- _Data under study_

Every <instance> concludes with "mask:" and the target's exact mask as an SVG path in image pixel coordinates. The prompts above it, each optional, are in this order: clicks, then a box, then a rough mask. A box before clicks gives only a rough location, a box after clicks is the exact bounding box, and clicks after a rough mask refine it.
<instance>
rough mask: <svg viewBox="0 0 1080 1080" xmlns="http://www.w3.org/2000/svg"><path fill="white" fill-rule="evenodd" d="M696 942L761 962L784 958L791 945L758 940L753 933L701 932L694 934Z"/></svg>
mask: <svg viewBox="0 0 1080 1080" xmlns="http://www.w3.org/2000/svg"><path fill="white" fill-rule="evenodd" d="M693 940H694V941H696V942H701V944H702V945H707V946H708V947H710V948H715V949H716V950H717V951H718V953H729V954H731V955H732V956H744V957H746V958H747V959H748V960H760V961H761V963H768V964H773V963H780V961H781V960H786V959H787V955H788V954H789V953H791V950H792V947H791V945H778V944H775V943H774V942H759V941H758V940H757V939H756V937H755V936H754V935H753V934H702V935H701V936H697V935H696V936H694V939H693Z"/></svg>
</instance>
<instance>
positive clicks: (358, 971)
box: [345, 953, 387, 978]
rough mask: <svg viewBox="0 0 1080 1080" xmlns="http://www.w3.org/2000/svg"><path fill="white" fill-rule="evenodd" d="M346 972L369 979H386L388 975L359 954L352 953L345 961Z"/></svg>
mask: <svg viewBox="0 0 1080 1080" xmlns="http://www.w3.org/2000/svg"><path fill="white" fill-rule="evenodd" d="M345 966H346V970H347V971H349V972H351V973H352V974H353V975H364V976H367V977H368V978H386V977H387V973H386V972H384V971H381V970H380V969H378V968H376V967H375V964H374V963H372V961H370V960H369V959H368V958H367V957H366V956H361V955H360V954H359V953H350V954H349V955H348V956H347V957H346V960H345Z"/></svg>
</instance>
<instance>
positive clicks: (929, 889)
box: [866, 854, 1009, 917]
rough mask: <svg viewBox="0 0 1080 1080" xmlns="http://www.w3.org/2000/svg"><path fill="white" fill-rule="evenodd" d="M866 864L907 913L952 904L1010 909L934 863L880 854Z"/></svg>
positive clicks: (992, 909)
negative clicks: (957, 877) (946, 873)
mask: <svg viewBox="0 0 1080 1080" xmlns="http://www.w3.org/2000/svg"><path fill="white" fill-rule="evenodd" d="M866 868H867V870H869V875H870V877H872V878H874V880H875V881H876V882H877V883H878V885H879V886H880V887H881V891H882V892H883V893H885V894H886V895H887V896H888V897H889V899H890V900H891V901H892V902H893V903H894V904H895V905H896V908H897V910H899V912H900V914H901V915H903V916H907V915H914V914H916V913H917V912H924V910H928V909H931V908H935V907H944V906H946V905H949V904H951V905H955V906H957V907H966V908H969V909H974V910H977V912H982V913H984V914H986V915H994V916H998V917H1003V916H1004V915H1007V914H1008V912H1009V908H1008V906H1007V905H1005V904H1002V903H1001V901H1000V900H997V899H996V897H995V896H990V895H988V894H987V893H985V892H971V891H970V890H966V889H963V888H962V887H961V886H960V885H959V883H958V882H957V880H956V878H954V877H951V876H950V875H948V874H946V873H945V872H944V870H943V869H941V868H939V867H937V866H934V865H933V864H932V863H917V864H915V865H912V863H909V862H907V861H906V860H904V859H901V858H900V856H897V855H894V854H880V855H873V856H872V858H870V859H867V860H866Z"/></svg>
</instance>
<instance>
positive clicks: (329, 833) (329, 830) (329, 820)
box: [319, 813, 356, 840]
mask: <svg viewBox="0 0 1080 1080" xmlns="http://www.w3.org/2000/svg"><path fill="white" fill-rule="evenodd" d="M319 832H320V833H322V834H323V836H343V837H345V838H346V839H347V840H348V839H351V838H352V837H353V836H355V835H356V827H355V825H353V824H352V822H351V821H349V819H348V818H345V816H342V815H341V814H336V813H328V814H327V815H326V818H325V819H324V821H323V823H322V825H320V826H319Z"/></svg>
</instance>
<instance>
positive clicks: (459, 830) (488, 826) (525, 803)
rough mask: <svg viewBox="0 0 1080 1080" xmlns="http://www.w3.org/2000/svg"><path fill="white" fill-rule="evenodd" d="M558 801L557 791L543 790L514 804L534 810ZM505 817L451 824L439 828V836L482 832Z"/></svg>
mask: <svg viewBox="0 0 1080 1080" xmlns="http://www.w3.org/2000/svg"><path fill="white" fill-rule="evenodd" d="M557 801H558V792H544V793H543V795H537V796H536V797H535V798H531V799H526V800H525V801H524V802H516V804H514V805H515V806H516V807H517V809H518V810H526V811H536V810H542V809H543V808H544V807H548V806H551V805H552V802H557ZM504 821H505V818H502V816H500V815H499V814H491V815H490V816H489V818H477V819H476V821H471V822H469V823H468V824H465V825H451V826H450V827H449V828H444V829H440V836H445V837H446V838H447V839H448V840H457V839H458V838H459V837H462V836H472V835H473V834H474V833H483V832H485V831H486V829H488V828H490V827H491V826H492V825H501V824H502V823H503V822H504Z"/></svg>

- _Directions for this task_
Switch "rough mask" to "coarse mask" in the lines between the one holding "972L369 979H386L388 975L359" and the one holding "positive clicks: (992, 909)", inclusive, and give only those lines back with everything else unchanged.

- _Output_
coarse mask: <svg viewBox="0 0 1080 1080" xmlns="http://www.w3.org/2000/svg"><path fill="white" fill-rule="evenodd" d="M346 972L369 979H386L388 975L359 954L352 953L345 961Z"/></svg>
mask: <svg viewBox="0 0 1080 1080" xmlns="http://www.w3.org/2000/svg"><path fill="white" fill-rule="evenodd" d="M345 966H346V970H347V971H349V972H351V973H352V974H353V975H364V976H367V977H368V978H386V977H387V973H386V972H384V971H381V970H380V969H378V968H376V967H375V964H374V963H372V961H370V960H369V959H368V958H367V957H366V956H361V955H360V954H359V953H350V954H349V955H348V956H347V957H346V960H345Z"/></svg>
</instance>
<instance>
positive clicks: (929, 889)
box: [866, 854, 1009, 917]
coarse mask: <svg viewBox="0 0 1080 1080" xmlns="http://www.w3.org/2000/svg"><path fill="white" fill-rule="evenodd" d="M866 864L907 913L952 904L1010 909L934 863L880 854Z"/></svg>
positive clicks: (992, 909)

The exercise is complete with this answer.